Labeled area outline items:
--- Begin ---
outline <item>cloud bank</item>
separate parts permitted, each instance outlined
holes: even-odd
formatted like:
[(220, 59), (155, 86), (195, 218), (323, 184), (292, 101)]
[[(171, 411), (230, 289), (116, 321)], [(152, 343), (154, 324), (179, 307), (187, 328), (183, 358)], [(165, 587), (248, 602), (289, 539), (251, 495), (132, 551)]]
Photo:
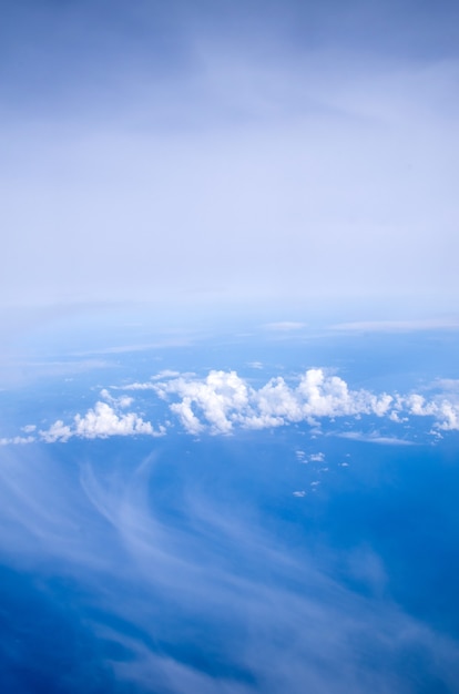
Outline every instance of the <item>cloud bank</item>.
[[(435, 382), (437, 390), (441, 384), (441, 380)], [(441, 437), (442, 431), (459, 431), (459, 394), (448, 384), (429, 398), (419, 392), (375, 394), (364, 388), (350, 388), (346, 380), (325, 368), (307, 369), (293, 382), (275, 376), (258, 388), (235, 370), (211, 370), (205, 377), (163, 371), (145, 382), (112, 388), (136, 392), (142, 398), (142, 407), (147, 409), (154, 404), (156, 412), (157, 400), (162, 400), (167, 408), (163, 421), (153, 425), (143, 411), (133, 409), (133, 397), (114, 397), (103, 389), (101, 399), (84, 414), (75, 414), (70, 422), (58, 419), (38, 432), (34, 425), (27, 425), (22, 431), (28, 436), (0, 438), (0, 446), (35, 440), (67, 442), (74, 437), (160, 437), (174, 426), (167, 410), (187, 433), (194, 436), (231, 435), (237, 429), (261, 430), (300, 422), (317, 428), (322, 420), (346, 419), (349, 425), (349, 419), (360, 420), (363, 417), (376, 417), (400, 427), (412, 417), (422, 417), (428, 418), (429, 432), (437, 437)], [(337, 431), (337, 435), (381, 443), (404, 442), (392, 431)]]

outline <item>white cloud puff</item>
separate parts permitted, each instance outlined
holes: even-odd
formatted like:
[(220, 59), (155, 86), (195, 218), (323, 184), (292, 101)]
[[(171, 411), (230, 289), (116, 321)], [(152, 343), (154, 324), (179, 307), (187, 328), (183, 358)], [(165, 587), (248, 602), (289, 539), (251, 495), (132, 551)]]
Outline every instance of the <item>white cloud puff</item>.
[(159, 381), (154, 390), (164, 400), (173, 400), (171, 411), (196, 435), (205, 430), (230, 433), (235, 426), (264, 429), (363, 415), (388, 417), (395, 422), (406, 421), (406, 416), (430, 416), (436, 429), (459, 430), (459, 405), (455, 401), (439, 396), (426, 400), (418, 394), (353, 390), (343, 378), (322, 368), (308, 369), (295, 386), (278, 376), (255, 389), (236, 371), (212, 370), (205, 378), (186, 374)]
[(180, 398), (170, 408), (190, 433), (207, 428), (228, 433), (234, 425), (263, 429), (305, 420), (313, 423), (319, 417), (380, 417), (392, 402), (387, 394), (349, 390), (346, 381), (323, 369), (307, 370), (294, 388), (276, 377), (256, 390), (236, 371), (210, 371), (204, 379), (180, 377), (159, 382), (155, 389), (163, 399)]
[[(119, 407), (124, 407), (120, 402)], [(72, 426), (64, 425), (62, 420), (55, 421), (45, 431), (40, 431), (41, 438), (53, 443), (65, 442), (71, 437), (83, 439), (108, 438), (110, 436), (162, 436), (164, 429), (155, 431), (150, 421), (144, 421), (135, 412), (116, 412), (108, 402), (99, 401), (94, 408), (89, 409), (84, 416), (75, 415)]]

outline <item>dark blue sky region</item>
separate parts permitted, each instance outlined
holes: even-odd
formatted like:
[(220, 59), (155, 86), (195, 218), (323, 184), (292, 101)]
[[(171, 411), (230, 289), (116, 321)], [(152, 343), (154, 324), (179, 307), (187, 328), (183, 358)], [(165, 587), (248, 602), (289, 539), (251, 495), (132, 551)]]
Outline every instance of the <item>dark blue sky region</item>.
[(2, 303), (445, 308), (458, 27), (447, 2), (9, 3)]

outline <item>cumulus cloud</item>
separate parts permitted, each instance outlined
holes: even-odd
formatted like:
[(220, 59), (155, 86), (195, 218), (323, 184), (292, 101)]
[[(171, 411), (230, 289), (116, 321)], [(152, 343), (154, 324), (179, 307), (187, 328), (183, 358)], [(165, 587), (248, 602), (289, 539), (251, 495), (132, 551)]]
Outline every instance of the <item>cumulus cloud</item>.
[[(324, 368), (310, 368), (296, 380), (276, 376), (258, 388), (233, 370), (211, 370), (202, 378), (192, 372), (177, 376), (176, 371), (163, 371), (161, 377), (119, 386), (118, 389), (145, 391), (144, 399), (150, 399), (152, 395), (159, 397), (167, 404), (185, 431), (195, 436), (204, 432), (228, 435), (237, 428), (255, 430), (299, 422), (317, 428), (323, 419), (349, 420), (364, 416), (387, 418), (388, 422), (399, 426), (410, 417), (429, 417), (430, 433), (436, 436), (441, 431), (459, 430), (459, 396), (453, 389), (436, 392), (429, 399), (418, 392), (374, 394), (350, 388), (343, 378)], [(165, 426), (153, 429), (152, 423), (141, 415), (129, 411), (133, 404), (130, 396), (114, 397), (108, 389), (103, 389), (100, 396), (93, 408), (83, 415), (75, 415), (70, 422), (58, 419), (38, 433), (34, 425), (27, 425), (22, 430), (29, 436), (1, 439), (0, 443), (32, 442), (32, 432), (35, 438), (48, 442), (65, 442), (72, 437), (162, 436), (165, 426), (171, 426), (165, 420)], [(340, 431), (337, 435), (375, 443), (407, 442), (392, 432)], [(297, 451), (296, 457), (303, 462), (324, 461), (324, 453), (320, 452), (307, 457), (304, 451)]]
[(203, 378), (180, 377), (155, 385), (157, 395), (177, 401), (170, 405), (191, 433), (210, 429), (228, 433), (235, 425), (249, 429), (278, 427), (290, 422), (315, 423), (320, 417), (385, 415), (392, 397), (367, 390), (349, 390), (345, 380), (324, 369), (309, 369), (296, 387), (283, 377), (272, 378), (255, 389), (236, 371), (212, 370)]
[[(141, 385), (140, 385), (141, 386)], [(264, 429), (322, 418), (373, 415), (402, 422), (407, 416), (430, 416), (437, 429), (459, 430), (459, 404), (440, 396), (426, 400), (419, 394), (400, 396), (349, 388), (339, 376), (312, 368), (290, 385), (282, 376), (258, 389), (236, 371), (212, 370), (205, 378), (183, 375), (149, 384), (160, 398), (170, 402), (190, 433), (230, 433), (236, 426)], [(405, 415), (405, 417), (402, 416)], [(373, 440), (388, 442), (388, 437)]]
[(89, 409), (84, 416), (75, 415), (71, 426), (58, 420), (48, 430), (40, 431), (40, 436), (44, 441), (54, 443), (55, 441), (67, 442), (71, 437), (96, 439), (110, 436), (163, 435), (163, 428), (160, 427), (159, 431), (155, 431), (150, 421), (144, 421), (135, 412), (116, 412), (115, 407), (126, 406), (123, 398), (120, 400), (114, 407), (108, 402), (98, 401), (94, 408)]

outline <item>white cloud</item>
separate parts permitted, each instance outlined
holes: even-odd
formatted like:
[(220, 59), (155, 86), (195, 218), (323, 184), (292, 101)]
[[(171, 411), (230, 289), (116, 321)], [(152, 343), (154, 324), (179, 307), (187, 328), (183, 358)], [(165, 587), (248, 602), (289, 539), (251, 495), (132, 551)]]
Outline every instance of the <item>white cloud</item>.
[(119, 414), (108, 402), (102, 401), (96, 402), (94, 408), (89, 409), (84, 416), (75, 415), (72, 426), (58, 420), (48, 430), (40, 431), (41, 438), (49, 443), (65, 442), (74, 436), (95, 439), (110, 436), (162, 436), (163, 433), (163, 428), (155, 431), (150, 421), (144, 421), (135, 412)]
[[(338, 433), (341, 439), (351, 439), (353, 441), (366, 441), (369, 443), (380, 443), (381, 446), (414, 446), (412, 441), (399, 439), (396, 436), (380, 436), (377, 432), (364, 433), (361, 431), (345, 431)], [(340, 463), (347, 466), (347, 463)]]
[[(205, 430), (230, 433), (236, 426), (265, 429), (300, 421), (314, 426), (322, 418), (365, 415), (387, 417), (396, 423), (406, 421), (409, 416), (430, 416), (436, 429), (459, 430), (459, 402), (456, 400), (442, 396), (427, 400), (419, 394), (400, 396), (353, 390), (343, 378), (323, 368), (308, 369), (296, 385), (277, 376), (256, 389), (236, 371), (212, 370), (205, 378), (186, 374), (159, 381), (153, 389), (162, 399), (172, 400), (171, 411), (190, 433)], [(369, 440), (387, 445), (401, 441), (379, 435), (371, 435)]]
[(0, 446), (17, 446), (22, 443), (32, 443), (35, 440), (33, 436), (13, 436), (11, 438), (1, 438)]
[(256, 390), (236, 371), (210, 371), (204, 379), (182, 376), (159, 382), (155, 390), (165, 400), (178, 396), (170, 407), (191, 433), (206, 428), (213, 433), (228, 433), (234, 425), (264, 429), (305, 420), (313, 423), (319, 417), (381, 417), (392, 402), (387, 394), (349, 390), (346, 381), (323, 369), (309, 369), (296, 387), (276, 377)]
[[(360, 419), (363, 416), (386, 417), (392, 425), (402, 425), (410, 417), (429, 417), (431, 432), (459, 431), (459, 397), (451, 390), (435, 394), (430, 399), (418, 392), (409, 395), (374, 394), (365, 389), (351, 389), (340, 377), (323, 368), (312, 368), (290, 382), (277, 376), (259, 388), (236, 371), (211, 370), (206, 377), (184, 372), (163, 371), (163, 380), (130, 384), (123, 389), (150, 390), (167, 402), (170, 411), (192, 435), (210, 432), (232, 433), (234, 429), (266, 429), (290, 423), (308, 422), (319, 426), (320, 419)], [(435, 381), (440, 384), (439, 380)], [(115, 386), (112, 387), (112, 389)], [(54, 421), (49, 429), (39, 431), (39, 438), (48, 442), (68, 441), (72, 437), (86, 439), (110, 436), (162, 436), (164, 427), (153, 429), (150, 421), (133, 411), (125, 411), (133, 398), (113, 397), (108, 389), (84, 415), (75, 415), (71, 422)], [(171, 422), (166, 422), (170, 426)], [(22, 428), (32, 433), (34, 425)], [(312, 435), (314, 431), (312, 431)], [(390, 433), (361, 431), (336, 432), (337, 436), (366, 440), (381, 445), (408, 445), (409, 441)], [(1, 439), (2, 445), (30, 442), (33, 437)], [(303, 462), (323, 462), (322, 452), (306, 457), (296, 451)]]

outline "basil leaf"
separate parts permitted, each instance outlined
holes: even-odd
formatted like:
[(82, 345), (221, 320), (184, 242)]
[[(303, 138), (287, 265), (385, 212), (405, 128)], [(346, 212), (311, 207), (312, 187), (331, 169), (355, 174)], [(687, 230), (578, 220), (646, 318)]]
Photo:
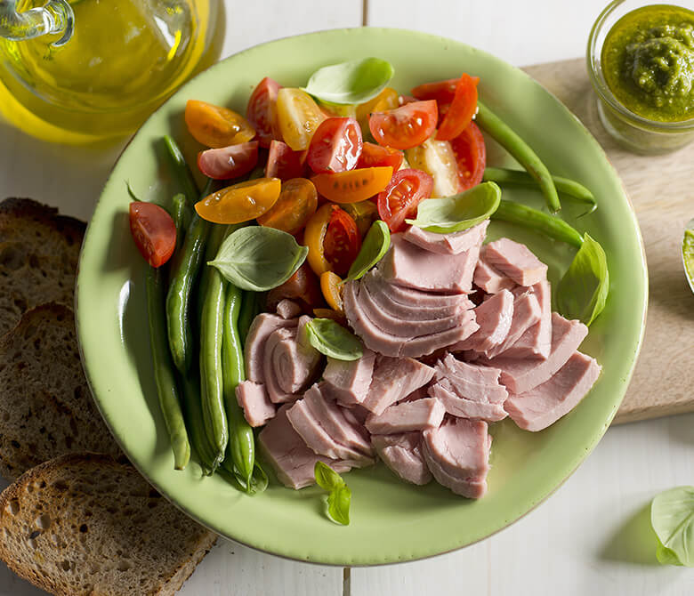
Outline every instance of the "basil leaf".
[(224, 278), (244, 290), (264, 292), (281, 286), (306, 259), (309, 249), (291, 234), (265, 226), (246, 226), (230, 234), (214, 261)]
[(658, 536), (656, 555), (666, 565), (694, 567), (694, 487), (677, 487), (650, 503), (650, 525)]
[(346, 484), (338, 487), (327, 495), (327, 515), (335, 523), (350, 525), (351, 491)]
[(332, 318), (314, 318), (304, 326), (309, 343), (336, 360), (358, 360), (364, 354), (361, 342)]
[(347, 279), (359, 279), (375, 265), (391, 246), (391, 230), (385, 221), (376, 220), (364, 238), (361, 249), (350, 267)]
[(590, 325), (605, 308), (609, 292), (605, 251), (588, 234), (584, 234), (583, 246), (559, 282), (559, 311), (567, 318), (578, 318)]
[(392, 65), (379, 58), (365, 58), (319, 68), (303, 91), (329, 103), (364, 103), (375, 98), (392, 78)]
[(460, 232), (488, 219), (499, 206), (501, 189), (482, 182), (446, 198), (425, 198), (417, 206), (416, 220), (405, 220), (430, 232)]

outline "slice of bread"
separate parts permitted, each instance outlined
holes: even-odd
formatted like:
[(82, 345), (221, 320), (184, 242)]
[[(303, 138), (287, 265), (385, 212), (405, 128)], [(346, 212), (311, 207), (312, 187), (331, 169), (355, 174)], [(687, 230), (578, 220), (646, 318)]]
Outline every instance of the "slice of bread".
[(215, 539), (107, 455), (57, 457), (0, 495), (0, 559), (53, 594), (174, 594)]
[(37, 304), (72, 306), (85, 227), (29, 198), (0, 203), (0, 336)]
[(72, 310), (44, 304), (0, 338), (0, 474), (79, 451), (121, 455), (92, 399)]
--- End ---
■ GOAL OF THE EXERCISE
Rewrite the lines as a Markdown table with the columns Row and Line, one numbered row per line and no rows for blank lines, beginning at the first line and stopping after the line containing "442), (392, 431)]]". Leave the pictures out.

■ SOLUTION FOR THIS TASK
| Row | Line |
|---|---|
| 1 | outline <item>cloud bank</item> |
| 2 | separate parts permitted, each instance outlined |
| 3 | holes: even-odd |
| 4 | formatted like: |
| 5 | [(220, 59), (155, 86), (195, 218), (323, 184), (292, 101)] |
| 6 | [[(171, 411), (230, 289), (116, 321)], [(152, 343), (154, 324), (179, 307), (187, 328), (183, 358)], [(165, 587), (248, 602), (289, 539), (251, 495), (132, 551)]] |
| 7 | Photo: |
| 8 | Outline every instance of the <item>cloud bank</item>. |
| 9 | [[(435, 382), (437, 390), (441, 384), (441, 380)], [(441, 437), (442, 431), (459, 431), (459, 394), (448, 384), (429, 398), (419, 392), (375, 394), (364, 388), (350, 388), (346, 380), (325, 368), (307, 369), (293, 382), (275, 376), (258, 388), (235, 370), (211, 370), (205, 377), (163, 371), (145, 382), (112, 388), (136, 392), (142, 398), (142, 407), (147, 409), (154, 404), (156, 412), (157, 400), (162, 400), (167, 408), (163, 421), (153, 425), (143, 411), (133, 409), (133, 397), (114, 397), (103, 389), (101, 399), (84, 414), (75, 414), (70, 422), (58, 419), (38, 432), (34, 425), (27, 425), (22, 431), (28, 436), (0, 438), (0, 446), (35, 440), (67, 442), (74, 437), (160, 437), (174, 426), (167, 410), (187, 433), (194, 436), (231, 435), (237, 429), (261, 430), (300, 422), (317, 428), (322, 420), (346, 419), (349, 425), (349, 419), (360, 420), (363, 417), (376, 417), (400, 427), (412, 417), (422, 417), (428, 418), (429, 432), (437, 437)], [(337, 431), (337, 435), (381, 443), (404, 442), (392, 431)]] |